*QUOTED PASSAGE*
· · · ·

The official, who requested anonymity, said a brigadier and a lieutenant colonel were among the soldiers killed earlier. Military spokesman Maj. Gen. Athar Abbas, however, denied the claim that the assailants had taken any security personnel hostage.

Four assailants and a passerby also died in one of the boldest militant attacks carried out in Pakistan, which came a day after a suicide bombing left 53 people dead and more than 100 injured in Peshawar, the capital of North West Frontier Province.

In Saturday’s attack, militants wearing military uniforms reached the forward security post near the army headquarters. Driving in a white van, they killed or wounded the guards and then attacked the second post near the building.

“Six soldiers and four terrorists are dead while five troops are injured,” Abbas said. “The terrorists were armed with grenades and automatic weapons.”

Police in Rawalpindi – which is adjacent to the capital, Islamabad – said a civilian also died in the shootout, which continued for around 50 minutes.

Abbas said: “Two terrorists are at large but we are not sure where they are hiding. The army has cordoned off the area and the search is going on to arrest the two terrorists.”

Earlier, the spokesman said the situation was “completely under control,” and all militants had been killed.

Some media reports said the Army Chief General Ishfaq Parvez Kayani was present at the military headquarters when the militants attacked.

The general apparently survived the incident unscathed, as a government statement later in the day said he met President Asif Ali Zardari and Prime Minister Yousuf Raza Gilani in Islamabad to discuss the security situation.

· · · ·

*RAW DATA*
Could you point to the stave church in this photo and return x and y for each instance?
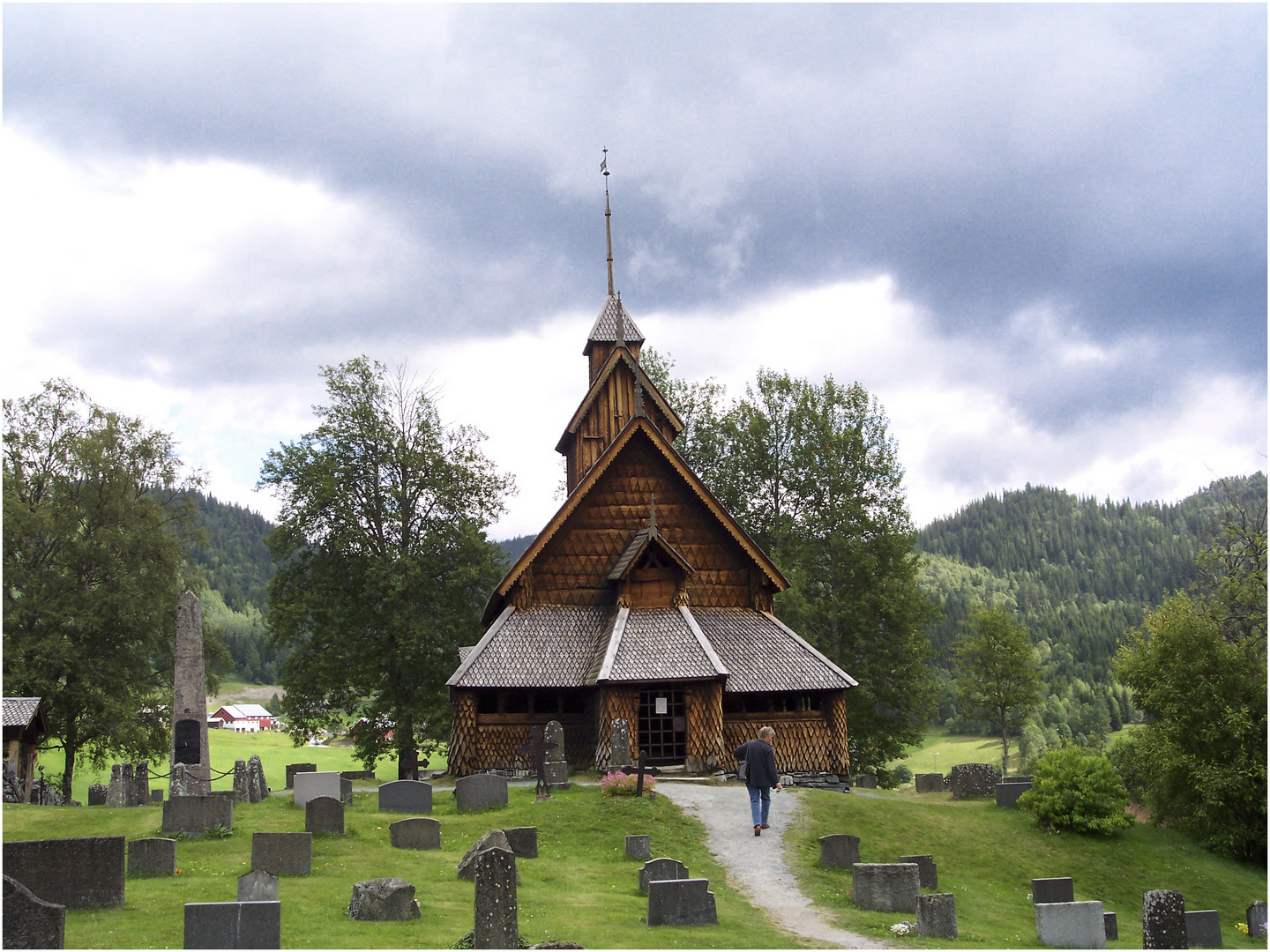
(640, 599)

· · · ·

*COMPLETE THE FOLLOWING*
• A. In the report on the militant attack, copy the part that begins at the words "Police in Rawalpindi" and stops after "had been killed.", with "shootout" swapped for "gun battle".
• B. Answer these questions from the report on the militant attack:
(i) How many people died in the suicide bombing in Peshawar?
(ii) What color was the van the militants drove?
(iii) For about how long did the shootout continue?
• C. List every person the report on the militant attack names in full.

*ANSWERS FOR THE EXERCISE*
• A.
Police in Rawalpindi – which is adjacent to the capital, Islamabad – said a civilian also died in the gun battle, which continued for around 50 minutes.

Abbas said: “Two terrorists are at large but we are not sure where they are hiding. The army has cordoned off the area and the search is going on to arrest the two terrorists.”

Earlier, the spokesman said the situation was “completely under control,” and all militants had been killed.

• B.
(i) 53
(ii) White
(iii) Around 50 minutes

• C.
Athar Abbas
Ishfaq Parvez Kayani
Asif Ali Zardari
Yousuf Raza Gilani